SCHRIFTLICHE AUFGABE: Gib das Material erneut wieder, einschließlich der Anfragen. Beginne bei der Zeile mit „Could you locate the bird's orange“ und höre erst am Ende des Materials auf. Verschiebe dabei jeden Koordinatenwert in den Antworten um 136 nach oben, also jeweils 136 hinzuaddiert.

* * *

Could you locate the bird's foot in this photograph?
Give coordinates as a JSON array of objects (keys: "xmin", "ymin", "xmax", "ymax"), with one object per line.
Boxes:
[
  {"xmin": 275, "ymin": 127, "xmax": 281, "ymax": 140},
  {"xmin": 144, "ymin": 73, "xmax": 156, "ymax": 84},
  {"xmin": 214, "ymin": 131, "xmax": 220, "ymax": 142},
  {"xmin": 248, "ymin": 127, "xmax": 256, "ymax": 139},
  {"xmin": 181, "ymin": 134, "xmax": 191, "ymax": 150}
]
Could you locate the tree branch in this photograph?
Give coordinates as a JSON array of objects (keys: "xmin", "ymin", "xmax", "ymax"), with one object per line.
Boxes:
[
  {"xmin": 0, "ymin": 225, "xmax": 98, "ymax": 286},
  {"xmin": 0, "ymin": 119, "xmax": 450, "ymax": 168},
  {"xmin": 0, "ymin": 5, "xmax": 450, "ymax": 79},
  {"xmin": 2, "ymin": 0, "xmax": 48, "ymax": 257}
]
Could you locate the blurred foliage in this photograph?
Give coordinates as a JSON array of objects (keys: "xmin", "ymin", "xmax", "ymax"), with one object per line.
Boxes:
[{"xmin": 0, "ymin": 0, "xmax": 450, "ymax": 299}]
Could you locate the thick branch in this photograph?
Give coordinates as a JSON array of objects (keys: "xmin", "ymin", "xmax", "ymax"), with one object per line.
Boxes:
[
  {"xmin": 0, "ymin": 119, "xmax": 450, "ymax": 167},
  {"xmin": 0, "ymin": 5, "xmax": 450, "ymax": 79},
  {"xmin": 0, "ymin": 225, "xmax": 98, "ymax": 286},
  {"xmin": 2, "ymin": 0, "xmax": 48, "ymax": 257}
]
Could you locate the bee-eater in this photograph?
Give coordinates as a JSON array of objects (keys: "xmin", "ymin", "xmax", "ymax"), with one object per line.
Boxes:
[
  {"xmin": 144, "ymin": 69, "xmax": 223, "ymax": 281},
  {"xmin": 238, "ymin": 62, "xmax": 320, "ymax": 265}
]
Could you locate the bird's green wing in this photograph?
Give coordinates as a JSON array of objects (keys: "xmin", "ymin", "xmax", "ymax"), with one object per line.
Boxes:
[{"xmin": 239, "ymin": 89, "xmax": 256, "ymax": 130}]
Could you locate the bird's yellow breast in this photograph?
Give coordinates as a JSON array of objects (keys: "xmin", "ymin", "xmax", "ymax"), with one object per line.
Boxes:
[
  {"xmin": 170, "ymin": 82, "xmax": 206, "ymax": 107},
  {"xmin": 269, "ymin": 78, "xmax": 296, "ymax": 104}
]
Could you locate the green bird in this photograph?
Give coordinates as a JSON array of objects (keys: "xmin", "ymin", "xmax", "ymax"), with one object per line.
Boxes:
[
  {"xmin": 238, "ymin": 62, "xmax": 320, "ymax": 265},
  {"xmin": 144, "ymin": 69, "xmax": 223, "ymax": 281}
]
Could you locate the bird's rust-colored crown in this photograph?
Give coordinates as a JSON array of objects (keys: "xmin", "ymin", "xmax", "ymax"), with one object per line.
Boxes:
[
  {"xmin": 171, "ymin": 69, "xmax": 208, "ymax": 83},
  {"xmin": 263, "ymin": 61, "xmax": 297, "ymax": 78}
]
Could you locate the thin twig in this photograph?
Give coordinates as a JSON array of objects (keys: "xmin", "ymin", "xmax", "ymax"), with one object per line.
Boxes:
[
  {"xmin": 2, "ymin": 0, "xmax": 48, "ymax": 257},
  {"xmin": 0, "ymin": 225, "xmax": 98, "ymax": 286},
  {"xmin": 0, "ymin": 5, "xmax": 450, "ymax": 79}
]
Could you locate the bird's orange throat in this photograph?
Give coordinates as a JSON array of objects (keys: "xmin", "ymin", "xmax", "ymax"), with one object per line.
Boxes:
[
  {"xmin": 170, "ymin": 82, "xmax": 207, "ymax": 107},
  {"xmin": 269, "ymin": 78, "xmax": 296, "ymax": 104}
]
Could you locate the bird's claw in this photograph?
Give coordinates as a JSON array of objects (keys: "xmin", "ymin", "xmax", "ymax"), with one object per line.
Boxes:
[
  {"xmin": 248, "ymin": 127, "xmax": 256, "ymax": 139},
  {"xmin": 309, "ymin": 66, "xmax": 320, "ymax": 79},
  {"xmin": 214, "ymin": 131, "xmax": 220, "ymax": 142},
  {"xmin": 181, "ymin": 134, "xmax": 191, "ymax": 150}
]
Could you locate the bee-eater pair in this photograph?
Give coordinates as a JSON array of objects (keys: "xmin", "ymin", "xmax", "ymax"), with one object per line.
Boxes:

* * *

ANTWORT ZUR AUFGABE:
Could you locate the bird's orange throat in this photograph?
Give coordinates as a JSON array of objects (keys: "xmin", "ymin", "xmax", "ymax"), with one object per line.
Boxes:
[
  {"xmin": 306, "ymin": 218, "xmax": 343, "ymax": 243},
  {"xmin": 405, "ymin": 214, "xmax": 432, "ymax": 240}
]
Could you locate the bird's claw in this photograph?
Give coordinates as a JSON array of objects (keys: "xmin", "ymin", "xmax", "ymax"), with one object per line.
Boxes:
[
  {"xmin": 384, "ymin": 263, "xmax": 392, "ymax": 275},
  {"xmin": 445, "ymin": 202, "xmax": 456, "ymax": 215},
  {"xmin": 350, "ymin": 267, "xmax": 356, "ymax": 278},
  {"xmin": 317, "ymin": 270, "xmax": 327, "ymax": 286}
]
Could you locate the bee-eater pair in this photograph?
Give coordinates as a JSON array of objects (keys: "xmin", "ymin", "xmax", "ymax"), with one object per line.
Boxes:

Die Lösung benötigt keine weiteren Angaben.